• **Exercises**:
1. In the Last Supper reflection, what role did Jesus take when he went around washing the disciples' feet?
2. Carry the Last Supper reflection forward from its final sentence.

====== Text extract

I AM the Way

I want to invite you into the room we often visit when we take communion. Imagine a largish room with plenty of chatting and food coming through the doors from the kitchen. In John’s gospel we have an intimate gathering of the disciples and followers. It is night time and just before the passover festival. 

The main disciples would have been reclining around the table for a more formal meal and everyone would have been drinking the wine quite merrily. 

The King James version pictures a couple of the disciples from time to time resting their heads on Jesus’s chest in intimate friendship. All in all quite a normal festive scene.

Except for the fact that it was punctuated by some slightly odd behaviour on Jesus’s part. Some of his actions and words that night brought the room to sudden thuds silence. 

For one, he’d virtually stripped down to his undies in front of them, taken the role of slave and gone around them all washing their feet. 

Later that night he suddenly paused and became visibly agitated. He was thinking how this would be one of the last times he would see many of them before he would be put tortured to death.

There was an emotional intensity that showed raw humanity as he talked of what was to come next, but also deep concern for how it was now crunch time, and it seemed there was so much work left undone. 

Judas. Judas was a case in point. Perhaps if Jesus had had more time he could have … well it was pointless to think about that now. In the dim light no one could see Judas’ agitation either. He was somewhat disconnected and his eyes flitted around the room as he went through all the familiar motions of social interaction.

Jesus saw out of the corner of his eye, two of the disciples laughing together. There was an excitement in the air as they geared up to celebrate the passover feast over the next few days.

============
====== Extracted records

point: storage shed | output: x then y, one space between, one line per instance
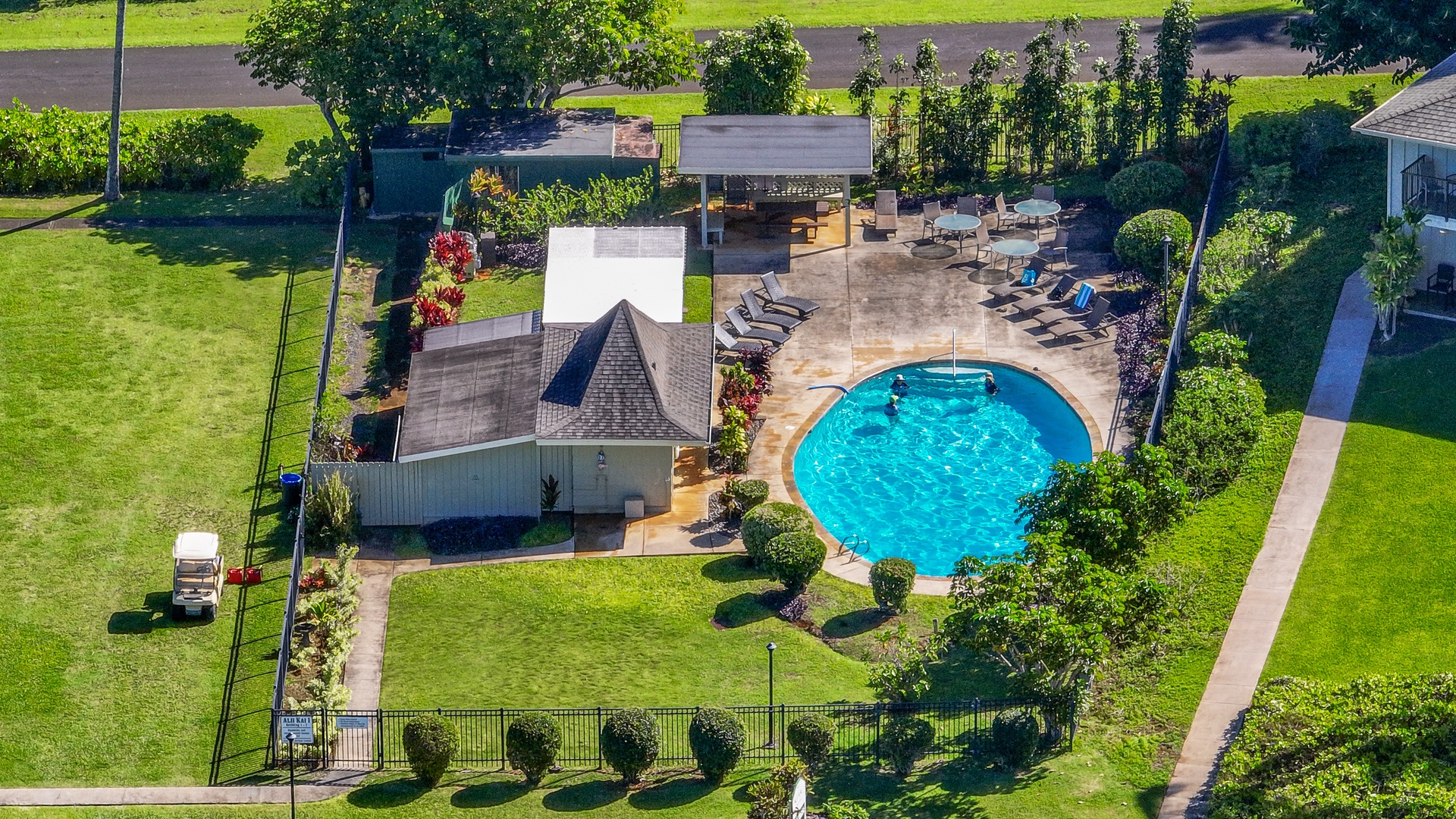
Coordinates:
417 164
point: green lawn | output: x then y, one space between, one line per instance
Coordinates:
134 382
1376 594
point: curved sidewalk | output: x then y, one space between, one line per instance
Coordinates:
1272 579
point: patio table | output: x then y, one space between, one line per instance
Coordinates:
959 223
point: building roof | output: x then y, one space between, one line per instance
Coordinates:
626 378
775 145
619 378
1424 111
592 268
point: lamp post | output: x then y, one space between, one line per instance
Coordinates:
772 742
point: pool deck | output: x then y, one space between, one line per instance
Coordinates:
886 302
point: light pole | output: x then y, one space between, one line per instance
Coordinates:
772 742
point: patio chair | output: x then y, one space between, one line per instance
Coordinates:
1055 297
758 314
777 297
1097 321
730 344
887 212
1079 306
928 216
739 325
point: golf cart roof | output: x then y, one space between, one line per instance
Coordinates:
196 545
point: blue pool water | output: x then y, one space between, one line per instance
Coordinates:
941 479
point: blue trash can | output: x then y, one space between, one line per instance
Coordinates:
291 487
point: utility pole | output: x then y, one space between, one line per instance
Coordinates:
114 155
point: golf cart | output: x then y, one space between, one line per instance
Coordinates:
197 576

============

• **Answers to the problems**:
1. He took the role of slave.

2.
But not for Jesus. It is said that he was “troubled in his spirit”. He had become sombre and broody. And then at the end of a brief speech about servant leadership, Jesus seriously broke the mood:

“Truly, I say to you, one of you will betray me.”

You could hear the gentle hiss of table lamp flames burning their wicks. The disciples looked around at each other in abject horror. What is he talking about? 

Simon Peter, dared to ask the question quietly—knowing Jesus wasn’t talking about him—well maybe, I mean Jesus was going to put him in his place very shortly by rebuking him for being so flippant about laying his life down for him. 

“Jesus,” Peter whispered, “who are you talking about?”

Jesus, agitated, told Peter, “I’m going to dip my bread in this sauce, and give it to my betrayer.”

Peter watched what seemed like slow motion as Jesus handed the bread to Judas Iscariot, with the words, “(NRSV) Do quickly what you are going to do.” And with that, before the shocked Peter could act, Judas got up and left. And in the succinct and damning words of the writer of John, “it was night.” 

It got very serious all of a sudden. No one else knew why Judas had left but they could sense the tension. Jesus talked to the group in a very agitated manner. 

“Look, I’m not going to be around for much longer because I need to leave you. And where I’m going you cannot follow. But just get this if you get nothing else: “love each other. Just like I’ve loved you, do the same for each other.”

To quote from the NRSV:

John 14:1-7 (NRSV)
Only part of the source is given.